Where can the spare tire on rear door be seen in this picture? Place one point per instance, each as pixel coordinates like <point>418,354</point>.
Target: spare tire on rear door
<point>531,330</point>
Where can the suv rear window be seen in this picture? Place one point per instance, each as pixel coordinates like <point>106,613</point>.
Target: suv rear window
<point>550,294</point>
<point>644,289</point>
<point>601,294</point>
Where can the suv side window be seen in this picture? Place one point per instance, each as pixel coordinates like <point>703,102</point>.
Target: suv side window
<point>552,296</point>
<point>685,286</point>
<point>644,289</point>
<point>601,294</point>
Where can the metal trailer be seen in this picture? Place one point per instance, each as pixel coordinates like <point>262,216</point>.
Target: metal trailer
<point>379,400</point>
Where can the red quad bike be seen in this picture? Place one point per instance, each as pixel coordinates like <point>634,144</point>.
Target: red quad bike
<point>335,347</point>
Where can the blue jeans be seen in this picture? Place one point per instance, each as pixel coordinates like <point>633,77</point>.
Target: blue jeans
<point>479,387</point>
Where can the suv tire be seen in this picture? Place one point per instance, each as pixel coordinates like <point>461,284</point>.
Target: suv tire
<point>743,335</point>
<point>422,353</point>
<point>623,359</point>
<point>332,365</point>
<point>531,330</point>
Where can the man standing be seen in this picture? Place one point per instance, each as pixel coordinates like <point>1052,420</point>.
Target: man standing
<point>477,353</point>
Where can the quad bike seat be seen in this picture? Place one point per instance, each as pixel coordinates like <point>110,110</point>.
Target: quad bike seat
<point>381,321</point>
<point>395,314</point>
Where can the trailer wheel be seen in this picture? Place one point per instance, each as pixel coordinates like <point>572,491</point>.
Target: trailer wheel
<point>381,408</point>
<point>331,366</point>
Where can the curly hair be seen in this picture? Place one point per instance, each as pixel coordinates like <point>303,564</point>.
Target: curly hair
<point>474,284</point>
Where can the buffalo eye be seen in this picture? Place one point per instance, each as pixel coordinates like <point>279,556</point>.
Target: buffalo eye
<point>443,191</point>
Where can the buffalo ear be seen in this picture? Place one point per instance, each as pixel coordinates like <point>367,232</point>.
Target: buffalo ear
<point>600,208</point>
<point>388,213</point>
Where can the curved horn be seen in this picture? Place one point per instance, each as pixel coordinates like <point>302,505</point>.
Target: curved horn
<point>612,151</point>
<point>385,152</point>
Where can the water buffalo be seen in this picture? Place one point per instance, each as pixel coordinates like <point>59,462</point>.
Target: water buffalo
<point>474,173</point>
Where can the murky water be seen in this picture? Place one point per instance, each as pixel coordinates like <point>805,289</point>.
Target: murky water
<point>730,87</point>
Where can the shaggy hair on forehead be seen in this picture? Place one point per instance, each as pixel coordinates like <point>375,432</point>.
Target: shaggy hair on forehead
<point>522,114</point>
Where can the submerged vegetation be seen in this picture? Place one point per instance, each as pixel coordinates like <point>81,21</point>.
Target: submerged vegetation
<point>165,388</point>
○ ○ ○ ○
» Work instructions: Copy out every one of the records above word for word, with nothing added or left out.

» Task solution:
Where can the spare tire on rear door be seen in this picture? Place one point per instance, each as pixel coordinates like <point>418,354</point>.
Target: spare tire on rear door
<point>531,330</point>
Where can the suv rear window be seen in this picture? Place one point per instance, each as pixel coordinates like <point>106,613</point>.
Target: suv rear window
<point>550,294</point>
<point>644,289</point>
<point>601,294</point>
Where can the suv side window be seen in this picture? Place one point per instance, each as pixel coordinates like <point>703,102</point>.
Target: suv side window
<point>552,296</point>
<point>685,286</point>
<point>644,289</point>
<point>601,294</point>
Where can the metal trailer be seen in this picture? Place one point per instance, each as pixel coordinates like <point>262,216</point>.
Target: metal trailer
<point>379,400</point>
Where can the red quad bike be seen in this picture? Place one point per instance, each as pixel coordinates like <point>634,144</point>.
Target: red quad bike
<point>335,347</point>
Where can the blue jeans be seen in this picture? Place one point per instance, each as pixel coordinates like <point>633,77</point>.
Target: blue jeans
<point>479,387</point>
Where can the suv tire be seen in this picture? Place one point per instance, each as pixel coordinates like <point>461,284</point>.
Target: suv tire
<point>743,335</point>
<point>422,353</point>
<point>623,359</point>
<point>332,365</point>
<point>531,330</point>
Where can the man standing be seen in this picture? Place one point per instance, each as pixel coordinates like <point>1052,420</point>.
Target: man standing
<point>477,353</point>
Where can the quad bike seat be seen in this picture? Place one point per instance, each as pixel coordinates like <point>110,110</point>.
Target: quad bike seat
<point>381,321</point>
<point>395,314</point>
Where can the trailer wheel be seen in this picture? Place one point per instance, each as pixel coordinates like <point>572,491</point>.
Target: trailer wheel
<point>381,408</point>
<point>331,366</point>
Where can the curly hair be seen in this picture? Place one point per instance, each as pixel coordinates like <point>303,564</point>.
Target: curly hair
<point>474,284</point>
Where can the buffalo eye be seen in this picture? Place one point per instance, each as pixel coordinates like <point>279,556</point>.
Target: buffalo eye
<point>443,191</point>
Where can the buffalo ear be seen in this picture? Place one point per instance, each as pixel coordinates like <point>367,232</point>.
Target: buffalo ear
<point>600,208</point>
<point>388,213</point>
Where can the curved horn be seen in this picture? Place one point per instance, each as pixel coordinates like <point>302,505</point>.
Target: curved horn
<point>612,151</point>
<point>385,152</point>
Where can the water buffalo be seen in this picture? Place one point per instance, each as pixel coordinates like <point>59,462</point>.
Target: water buffalo
<point>474,173</point>
Where can the murky water be seen in this picture? Place one point per instance, each as pixel coordinates like <point>805,289</point>.
Target: murky water
<point>730,87</point>
Where can the shaggy hair on forehead be seen in this picture? Place one point per instance, each as pixel coordinates like <point>375,432</point>.
Target: shaggy hair on forehead
<point>522,114</point>
Where can the submerged vegetation be seen in this picture? Place one point per instance, each as pixel coordinates like <point>81,21</point>.
Target: submerged vegetation
<point>165,388</point>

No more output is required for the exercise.